> _Task_
Output every record again so that it matches the original word for word.

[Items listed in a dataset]
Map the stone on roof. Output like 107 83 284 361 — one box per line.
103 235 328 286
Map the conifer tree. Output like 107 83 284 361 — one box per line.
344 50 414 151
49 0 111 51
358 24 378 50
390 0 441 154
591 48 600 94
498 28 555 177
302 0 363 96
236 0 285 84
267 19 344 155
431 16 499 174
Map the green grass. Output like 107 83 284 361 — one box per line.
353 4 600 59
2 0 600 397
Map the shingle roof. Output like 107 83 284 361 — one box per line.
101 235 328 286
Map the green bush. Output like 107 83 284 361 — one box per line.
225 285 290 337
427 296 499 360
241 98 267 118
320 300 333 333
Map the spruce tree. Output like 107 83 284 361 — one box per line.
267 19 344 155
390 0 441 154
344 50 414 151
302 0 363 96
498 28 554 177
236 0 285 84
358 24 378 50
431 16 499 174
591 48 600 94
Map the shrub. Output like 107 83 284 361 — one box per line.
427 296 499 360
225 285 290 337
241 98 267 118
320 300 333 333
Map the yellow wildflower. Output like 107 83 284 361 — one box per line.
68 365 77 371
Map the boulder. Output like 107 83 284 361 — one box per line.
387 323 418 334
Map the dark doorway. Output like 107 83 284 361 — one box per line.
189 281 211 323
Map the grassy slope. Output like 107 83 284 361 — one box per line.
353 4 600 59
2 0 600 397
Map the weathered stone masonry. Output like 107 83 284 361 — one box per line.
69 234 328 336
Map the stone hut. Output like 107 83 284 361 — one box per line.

> _Your response_
Map the stone on roof. Output like 107 83 284 361 — one box per line.
103 235 328 286
Map the conifer tree. Output like 107 83 284 361 — one box per line.
344 50 414 151
49 0 111 51
358 24 378 50
390 0 441 154
591 48 600 94
498 28 555 177
302 0 363 96
236 0 285 84
267 19 344 155
431 16 499 174
Map the green grass. Output like 107 83 284 361 — one box per line.
353 4 600 59
2 0 600 397
Map the shingle roof. Output like 107 83 284 361 — one box per line.
101 235 328 286
Map the green bush. Output like 107 83 284 361 — one box per line.
225 285 290 337
427 296 499 360
241 98 267 118
320 300 333 333
Map the spruce tree. Output like 107 83 284 361 — one box per line.
267 19 344 155
390 0 441 154
344 50 414 151
302 0 363 96
498 28 554 177
236 0 285 84
358 24 378 50
431 16 499 174
591 48 600 94
Map the shrub. Output like 107 83 284 361 — one box per line.
427 296 499 360
225 285 290 337
241 98 267 118
320 300 333 333
Map the yellow wildflower. Output like 107 83 284 361 — one box per line.
68 365 77 371
Map the boulder. Output like 107 83 284 361 — one box per line.
387 323 418 334
Map the dark doorway. Output like 107 83 284 361 — one box per line.
189 281 211 323
Map the grassy slope. Output like 107 83 284 361 — one box per line.
353 4 600 59
2 0 600 397
Map the weathered stone masonry. Output like 107 83 284 361 — one box per line.
69 234 328 336
Map the stone hut. Output like 107 83 284 361 — one box per line.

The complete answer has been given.